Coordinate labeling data
----------------

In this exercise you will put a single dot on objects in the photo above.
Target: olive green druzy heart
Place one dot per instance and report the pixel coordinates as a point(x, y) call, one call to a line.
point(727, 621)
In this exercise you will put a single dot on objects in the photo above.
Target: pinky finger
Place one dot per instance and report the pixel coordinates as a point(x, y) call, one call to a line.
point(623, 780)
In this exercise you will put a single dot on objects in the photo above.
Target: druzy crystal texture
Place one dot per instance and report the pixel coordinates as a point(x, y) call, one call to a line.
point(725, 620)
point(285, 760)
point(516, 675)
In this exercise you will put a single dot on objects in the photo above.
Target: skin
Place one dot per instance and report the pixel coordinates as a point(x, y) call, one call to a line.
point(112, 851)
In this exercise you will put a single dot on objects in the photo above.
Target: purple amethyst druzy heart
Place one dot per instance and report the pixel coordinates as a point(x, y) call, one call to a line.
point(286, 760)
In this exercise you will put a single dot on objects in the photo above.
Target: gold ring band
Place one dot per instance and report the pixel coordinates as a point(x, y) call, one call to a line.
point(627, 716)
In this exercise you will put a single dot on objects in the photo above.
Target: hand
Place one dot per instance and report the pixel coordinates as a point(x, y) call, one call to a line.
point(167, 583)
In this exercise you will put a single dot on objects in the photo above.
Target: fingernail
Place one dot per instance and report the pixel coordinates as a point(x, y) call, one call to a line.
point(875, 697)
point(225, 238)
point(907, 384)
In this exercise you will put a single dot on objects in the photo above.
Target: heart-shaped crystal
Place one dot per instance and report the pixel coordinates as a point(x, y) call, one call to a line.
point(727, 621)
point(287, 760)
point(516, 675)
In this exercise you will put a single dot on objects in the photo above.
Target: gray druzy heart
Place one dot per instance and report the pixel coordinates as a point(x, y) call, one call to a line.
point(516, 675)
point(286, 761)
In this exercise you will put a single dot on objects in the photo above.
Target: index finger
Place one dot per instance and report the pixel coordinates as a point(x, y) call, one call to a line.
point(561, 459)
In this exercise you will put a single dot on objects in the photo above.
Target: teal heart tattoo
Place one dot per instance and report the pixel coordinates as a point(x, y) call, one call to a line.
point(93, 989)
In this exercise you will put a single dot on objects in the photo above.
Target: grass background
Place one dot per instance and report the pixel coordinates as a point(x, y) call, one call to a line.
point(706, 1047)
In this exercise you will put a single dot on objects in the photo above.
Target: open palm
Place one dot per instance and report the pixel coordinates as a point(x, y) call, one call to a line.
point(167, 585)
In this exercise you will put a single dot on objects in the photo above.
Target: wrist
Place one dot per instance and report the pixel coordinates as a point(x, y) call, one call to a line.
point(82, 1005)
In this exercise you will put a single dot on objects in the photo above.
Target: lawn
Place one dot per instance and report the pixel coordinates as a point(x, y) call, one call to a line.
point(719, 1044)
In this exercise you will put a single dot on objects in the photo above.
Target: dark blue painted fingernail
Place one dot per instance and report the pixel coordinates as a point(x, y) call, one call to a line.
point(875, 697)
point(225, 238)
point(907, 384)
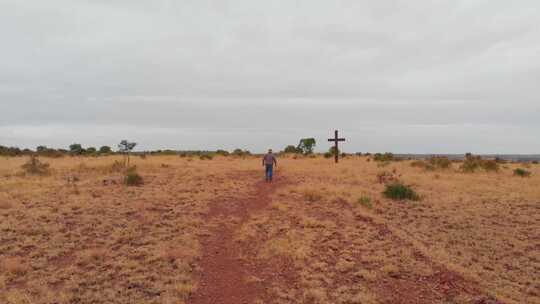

----------------

*AIM*: Could you repeat word for word the stretch of the material above from its first line through the line containing "point(286, 760)"?

*REPLY TO THE TASK*:
In this exercise you will put a single dot on objects in the photo above.
Target: olive green druzy heart
Place one dot per instance and report the pixel coordinates as a point(x, y) call, one call to a line.
point(727, 621)
In this exercise you will put a single dot on objects in the photo above.
Target: pinky finger
Place one dot per instance and report the pixel coordinates as a point(x, y) call, one call to a line.
point(623, 780)
In this exercise you will put a single dot on objects in the photo above.
Target: druzy crystal texture
Place one dot per instance and report the pixel coordinates as a point(x, y) call, one call to a line.
point(725, 620)
point(285, 760)
point(516, 675)
In this exercise you will put a single dot on objects in the photo above.
Target: skin
Place one dot per instance and report the pixel coordinates as a point(x, y) call, one call to a line.
point(112, 851)
In this exercise you will put a single dot on objects in the photo above.
Target: purple amethyst druzy heart
Place one dot per instance and report the pixel coordinates as a point(x, y) call, one call to a line.
point(286, 760)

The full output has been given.